Integrated task and motion planning requires reasoning over a hybrid discrete/continuous space: discrete task-level decisions (which regions to visit, in what order) coupled with continuous trajectory generation (collision-free, dynamically-feasible motions). Standard motion planning algorithms like PRM and RRT are designed for reachability — they have no built-in mechanism for enforcing temporal task constraints. The key challenge is bridging formal verification methods from model checking with sampling-based motion planners that operate in high-dimensional state spaces.

Temporal Logics for Task Specification

The paper reviews three families of temporal logics and their trade-offs for motion planning:

LTL (Linear Temporal Logic) — Models time as a sequence of states extending infinitely into the future. Supports operators like “eventually” (F), “always” (G), “next” (X), and “until” (U). Well-suited for motion planning since trajectories are linear-time in nature. Can express coverage (F p1 ∧ … ∧ F pn), sequencing, and temporal ordering. However, LTL cannot express existential path properties (“there exists a path where…”).
CTL (Computation Tree Logic) — Models time as a branching tree with path quantifiers (for-all A, exists E). Can express properties LTL cannot, such as “there exists a future where the robot stays idle.” However, CTL cannot freely alternate between temporal and path quantifiers.
CTL* — Combines the expressive power of both LTL and CTL by dropping the constraint that every temporal operator must be paired with a path quantifier. More expressive but computationally much more expensive for model checking, so LTL and CTL remain dominant in practice.

Approaches to Integration

Controller Synthesis from Temporal Logic

This approach obtains discrete abstractions of the system by decomposing continuous state space into polytopes, defines propositions over these regions, and uses model checking to compute a discrete path (sequence of regions) satisfying the temporal specification. Controllers must then generate collision-free, dynamically-feasible motions between regions. Best suited for lower-dimensional systems where polytope decomposition is tractable.

Sampling-Based Methods with Temporal Logics

For high-dimensional systems with nonlinear dynamics, the paper reviews multi-layered approaches that couple discrete planning with sampling-based motion planning:

Incremental Model Checking (Karaman & Frazzoli) — Extends RRT into a Rapidly-exploring Random Graph (RRG) that constructs a Kripke structure incrementally. At each iteration, the structure is checked against the specification using Tarski-Knaster iteration. The resulting trajectory satisfies the given temporal logic formula.

* [Exercise instructions]:
1. Reproduce word for word the stretch of the passage on task and motion planning from "For high-dimensional systems" through "temporal logic formula.".
2. Does the passage on task and motion planning support each statement below? Answer yes or no for each, and quote the words from the passage that decide it.
(a) PRM and RRT come with a built-in way to enforce temporal task constraints.
(b) Model checking with CTL* costs less computationally than with LTL or CTL.
(c) In incremental model checking, the structure is checked against the specification at each iteration using Tarski-Knaster iteration.
3. List every LTL operator that the passage on task and motion planning names, along with its symbol.
Work only from the passage on task and motion planning, with no outside knowledge.

* [Supplied data]:
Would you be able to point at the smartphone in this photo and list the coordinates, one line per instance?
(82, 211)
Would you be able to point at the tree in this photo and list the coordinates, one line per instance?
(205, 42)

* [The answers]:
1.
For high-dimensional systems with nonlinear dynamics, the paper reviews multi-layered approaches that couple discrete planning with sampling-based motion planning:

Incremental Model Checking (Karaman & Frazzoli) — Extends RRT into a Rapidly-exploring Random Graph (RRG) that constructs a Kripke structure incrementally. At each iteration, the structure is checked against the specification using Tarski-Knaster iteration. The resulting trajectory satisfies the given temporal logic formula.

2.
(a) No: "they have no built-in mechanism for enforcing temporal task constraints."
(b) No: "More expressive but computationally much more expensive for model checking"
(c) Yes: "At each iteration, the structure is checked against the specification using Tarski-Knaster iteration."

3.
eventually (F)
always (G)
next (X)
until (U)